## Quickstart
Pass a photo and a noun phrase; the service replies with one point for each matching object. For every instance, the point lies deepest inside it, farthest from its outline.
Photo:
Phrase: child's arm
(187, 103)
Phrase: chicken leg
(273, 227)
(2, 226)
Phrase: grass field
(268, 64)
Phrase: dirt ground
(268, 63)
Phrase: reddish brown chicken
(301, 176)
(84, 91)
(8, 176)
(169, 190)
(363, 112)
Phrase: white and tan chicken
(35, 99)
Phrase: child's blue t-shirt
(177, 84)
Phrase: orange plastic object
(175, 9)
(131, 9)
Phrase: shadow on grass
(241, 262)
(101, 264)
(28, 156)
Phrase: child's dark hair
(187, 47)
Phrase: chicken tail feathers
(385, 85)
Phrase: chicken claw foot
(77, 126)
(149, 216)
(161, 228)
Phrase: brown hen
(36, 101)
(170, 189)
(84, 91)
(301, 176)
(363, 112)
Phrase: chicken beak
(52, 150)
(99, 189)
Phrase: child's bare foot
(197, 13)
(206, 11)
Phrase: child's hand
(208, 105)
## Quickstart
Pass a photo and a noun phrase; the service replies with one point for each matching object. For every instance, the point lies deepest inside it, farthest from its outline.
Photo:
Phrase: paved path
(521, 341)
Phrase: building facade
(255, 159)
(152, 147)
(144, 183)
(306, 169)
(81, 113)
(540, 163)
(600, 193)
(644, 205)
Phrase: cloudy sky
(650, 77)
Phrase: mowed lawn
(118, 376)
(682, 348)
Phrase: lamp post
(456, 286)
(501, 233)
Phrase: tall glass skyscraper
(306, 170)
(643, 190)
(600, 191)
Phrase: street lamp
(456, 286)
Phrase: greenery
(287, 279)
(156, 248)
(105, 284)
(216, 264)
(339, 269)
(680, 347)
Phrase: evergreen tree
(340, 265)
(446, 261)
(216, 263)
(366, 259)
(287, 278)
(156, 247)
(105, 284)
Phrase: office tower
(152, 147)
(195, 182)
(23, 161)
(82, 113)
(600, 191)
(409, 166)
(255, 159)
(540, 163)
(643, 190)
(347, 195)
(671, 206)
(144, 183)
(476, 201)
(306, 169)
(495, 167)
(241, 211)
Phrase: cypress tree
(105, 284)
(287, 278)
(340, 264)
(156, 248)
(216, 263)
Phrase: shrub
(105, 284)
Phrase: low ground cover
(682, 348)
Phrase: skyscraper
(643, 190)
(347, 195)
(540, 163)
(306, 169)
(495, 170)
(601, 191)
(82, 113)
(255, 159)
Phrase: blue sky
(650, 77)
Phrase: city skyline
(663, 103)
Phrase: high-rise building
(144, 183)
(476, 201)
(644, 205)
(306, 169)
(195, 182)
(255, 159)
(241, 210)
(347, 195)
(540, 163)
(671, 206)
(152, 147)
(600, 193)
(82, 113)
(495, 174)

::::

(TASK REQUIREMENTS)
Your answer must consist only of the lines from the one containing "Phrase: skyscraper" through the last line of the data above, both included, exactly as written.

(REPLY TO THE EXERCISE)
Phrase: skyscraper
(643, 190)
(347, 195)
(540, 163)
(306, 169)
(495, 170)
(601, 191)
(82, 113)
(255, 159)
Phrase: blue sky
(650, 77)
Phrase: city skyline
(663, 103)
Phrase: high-rise building
(144, 183)
(476, 201)
(644, 205)
(306, 169)
(195, 182)
(255, 159)
(241, 210)
(347, 195)
(540, 163)
(671, 206)
(152, 147)
(600, 193)
(82, 113)
(495, 174)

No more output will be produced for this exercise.